## A run of records:
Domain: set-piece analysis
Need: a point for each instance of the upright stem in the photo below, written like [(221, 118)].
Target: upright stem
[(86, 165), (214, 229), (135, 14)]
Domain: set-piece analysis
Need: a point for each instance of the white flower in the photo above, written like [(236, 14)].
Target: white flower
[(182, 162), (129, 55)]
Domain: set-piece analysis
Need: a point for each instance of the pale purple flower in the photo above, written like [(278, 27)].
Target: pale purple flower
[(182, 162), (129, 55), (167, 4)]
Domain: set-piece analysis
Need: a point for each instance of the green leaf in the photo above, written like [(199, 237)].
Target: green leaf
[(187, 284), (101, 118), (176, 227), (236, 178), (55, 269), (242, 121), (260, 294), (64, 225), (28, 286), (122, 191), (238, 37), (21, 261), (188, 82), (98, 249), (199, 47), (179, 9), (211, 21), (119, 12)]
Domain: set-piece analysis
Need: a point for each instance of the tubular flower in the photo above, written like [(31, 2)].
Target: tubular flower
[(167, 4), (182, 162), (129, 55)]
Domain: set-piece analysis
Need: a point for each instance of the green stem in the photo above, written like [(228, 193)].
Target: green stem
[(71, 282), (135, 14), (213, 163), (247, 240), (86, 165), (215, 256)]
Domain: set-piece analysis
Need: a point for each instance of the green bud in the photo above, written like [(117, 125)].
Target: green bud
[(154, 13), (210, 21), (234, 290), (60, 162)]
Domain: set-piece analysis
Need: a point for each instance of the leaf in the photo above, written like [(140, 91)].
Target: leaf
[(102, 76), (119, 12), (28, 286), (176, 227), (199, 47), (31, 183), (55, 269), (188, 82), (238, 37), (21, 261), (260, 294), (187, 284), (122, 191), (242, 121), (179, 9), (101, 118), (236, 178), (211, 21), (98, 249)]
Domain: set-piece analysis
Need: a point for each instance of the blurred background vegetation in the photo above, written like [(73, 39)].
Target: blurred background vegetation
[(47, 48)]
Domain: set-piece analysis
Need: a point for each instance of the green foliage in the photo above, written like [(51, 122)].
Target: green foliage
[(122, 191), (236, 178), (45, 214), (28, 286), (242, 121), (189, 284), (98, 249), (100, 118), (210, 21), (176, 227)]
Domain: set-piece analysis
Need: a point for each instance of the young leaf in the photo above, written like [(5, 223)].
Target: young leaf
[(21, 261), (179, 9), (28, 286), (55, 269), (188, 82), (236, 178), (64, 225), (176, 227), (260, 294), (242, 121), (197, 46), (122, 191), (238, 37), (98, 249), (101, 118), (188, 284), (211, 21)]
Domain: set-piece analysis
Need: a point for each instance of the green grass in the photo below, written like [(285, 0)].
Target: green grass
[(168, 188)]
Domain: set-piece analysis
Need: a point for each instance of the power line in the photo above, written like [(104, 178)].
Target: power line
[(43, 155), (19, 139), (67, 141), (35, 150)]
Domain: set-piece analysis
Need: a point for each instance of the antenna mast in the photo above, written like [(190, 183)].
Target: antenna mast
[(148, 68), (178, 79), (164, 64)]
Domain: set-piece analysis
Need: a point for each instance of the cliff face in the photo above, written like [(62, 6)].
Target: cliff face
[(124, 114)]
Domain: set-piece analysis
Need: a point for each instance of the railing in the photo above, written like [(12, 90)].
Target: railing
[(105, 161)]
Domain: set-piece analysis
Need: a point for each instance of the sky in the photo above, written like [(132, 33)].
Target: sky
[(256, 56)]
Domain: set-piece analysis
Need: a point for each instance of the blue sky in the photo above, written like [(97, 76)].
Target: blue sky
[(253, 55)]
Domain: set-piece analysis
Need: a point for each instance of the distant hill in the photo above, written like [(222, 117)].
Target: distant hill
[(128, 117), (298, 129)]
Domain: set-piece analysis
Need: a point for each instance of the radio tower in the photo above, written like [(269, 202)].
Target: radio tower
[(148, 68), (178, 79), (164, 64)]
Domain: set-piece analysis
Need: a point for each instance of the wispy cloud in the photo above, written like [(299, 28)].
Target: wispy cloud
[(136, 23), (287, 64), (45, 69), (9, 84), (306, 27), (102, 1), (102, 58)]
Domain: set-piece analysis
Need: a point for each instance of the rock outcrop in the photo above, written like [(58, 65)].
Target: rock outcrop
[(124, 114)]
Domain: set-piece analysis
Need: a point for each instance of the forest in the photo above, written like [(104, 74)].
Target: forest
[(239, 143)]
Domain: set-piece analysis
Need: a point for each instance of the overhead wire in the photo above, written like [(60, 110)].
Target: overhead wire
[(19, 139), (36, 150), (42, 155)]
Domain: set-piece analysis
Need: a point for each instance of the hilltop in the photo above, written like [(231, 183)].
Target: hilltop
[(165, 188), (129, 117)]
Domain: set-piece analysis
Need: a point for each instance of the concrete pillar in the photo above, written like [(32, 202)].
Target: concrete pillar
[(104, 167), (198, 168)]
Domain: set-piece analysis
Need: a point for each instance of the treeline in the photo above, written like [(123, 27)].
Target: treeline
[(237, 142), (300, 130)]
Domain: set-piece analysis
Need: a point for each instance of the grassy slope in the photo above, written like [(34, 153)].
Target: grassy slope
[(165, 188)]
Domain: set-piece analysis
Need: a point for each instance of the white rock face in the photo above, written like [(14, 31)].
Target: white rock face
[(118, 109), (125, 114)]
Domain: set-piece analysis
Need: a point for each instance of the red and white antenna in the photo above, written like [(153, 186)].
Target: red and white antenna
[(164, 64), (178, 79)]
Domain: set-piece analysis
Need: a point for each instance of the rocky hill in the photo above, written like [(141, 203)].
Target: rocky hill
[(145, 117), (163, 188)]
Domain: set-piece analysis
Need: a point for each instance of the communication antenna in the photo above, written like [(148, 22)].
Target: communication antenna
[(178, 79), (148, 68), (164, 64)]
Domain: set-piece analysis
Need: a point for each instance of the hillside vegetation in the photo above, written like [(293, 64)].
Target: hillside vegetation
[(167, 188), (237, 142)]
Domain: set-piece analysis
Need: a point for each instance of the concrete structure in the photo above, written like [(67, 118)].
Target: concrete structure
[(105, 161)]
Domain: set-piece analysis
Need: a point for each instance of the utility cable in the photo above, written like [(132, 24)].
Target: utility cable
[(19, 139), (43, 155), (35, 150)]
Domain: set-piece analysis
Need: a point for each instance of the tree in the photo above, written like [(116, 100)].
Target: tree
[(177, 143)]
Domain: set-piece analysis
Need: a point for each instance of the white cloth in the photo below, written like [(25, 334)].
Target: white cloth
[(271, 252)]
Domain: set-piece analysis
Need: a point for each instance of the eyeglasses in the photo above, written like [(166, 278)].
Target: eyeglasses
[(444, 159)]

## PROBLEM DESCRIPTION:
How many lines in the listing above contain the word "face"? Reply with the number alone.

## FINISHED TASK:
4